#### [Document extract]

━━━━━━━━

# Pandas Introduction
New to pandas? No need to worry! We're going to walk through some of the basic functions here. If you don't understand how a function works, Google is your friend! There's extensive documentation, random StackOverflow posts, YouTube videos, and more that can help you understand how to do something.

In [100]:
# Let's import the pandas library so that we can use its functions.
import pandas as pd


In [101]:
# Pandas is useful because we can create tables to organize our data. These tables are called dataframes.

# Let's create a dataframe.

sdc_members = {
    "Name": ["Grace", "Ayesha", "Paco", "Ellie", "Isaac", "Danny"],
    "Class Year": [2025, 2024, 2023, 2023, 2025, 2025],
    "Position": ["Policy Team", "Policy Team", "President", "President", "Spotlights", "Lunch and Learn"]
}

df = pd.DataFrame(sdc_members)

In [122]:
# What if I want to look at just one row?
df.loc[1]

# Look at rows 2 through 4 (the two lines below are equivalent):
df.loc[2:4]
df.loc[[2, 3, 4]]

# Let's look at columns now!
df["Name"]
df[["Name", "Position"]]

In [103]:
# Your turn! Return a table with only the odd number rows.

# Now return a table with rows 1 through 4 of df (try doing this in two different ways)!

# Let's combine our indexing. Try returning a table that only has the "Name" and "Position" columns, 
# and also only has the first and second rows of df.


In [104]:
# Great job! You've learned some basic indexing and how we can alter a table to get the data we want.

# Now let's grab some actual sentencing data to look at.
mms_stats = pd.read_csv('../state/VA/VA_data/sentencing_data/sentencing_2021.csv')

# What does that data look like? Let's take a look. Try running each of the lines below, and see what it shows you.
# mms_stats
# mms_stats.head()

━━━━━━━━

#### [Supplied information]

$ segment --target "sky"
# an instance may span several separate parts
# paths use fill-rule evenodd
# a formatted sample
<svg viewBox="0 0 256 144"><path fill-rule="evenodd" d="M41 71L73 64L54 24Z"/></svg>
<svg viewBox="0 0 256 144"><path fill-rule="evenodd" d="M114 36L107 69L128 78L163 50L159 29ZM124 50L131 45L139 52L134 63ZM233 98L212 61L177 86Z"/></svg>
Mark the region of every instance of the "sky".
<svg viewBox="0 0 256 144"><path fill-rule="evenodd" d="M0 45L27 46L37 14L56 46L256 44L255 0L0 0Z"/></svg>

━━━━━━━━

#### [What you need to do]
a) In the pandas tutorial, what are the tables created with pandas called?
b) Please copy the pandas tutorial from "df = pd.DataFrame(sdc_members)" up to and including "at columns now!", substituting "sdc_df" for every "df".

#### [Response list]
a) Dataframes.

b)
sdc_df = pd.DataFrame(sdc_members)

In [122]:
# What if I want to look at just one row?
sdc_df.loc[1]

# Look at rows 2 through 4 (the two lines below are equivalent):
sdc_df.loc[2:4]
sdc_df.loc[[2, 3, 4]]

# Let's look at columns now!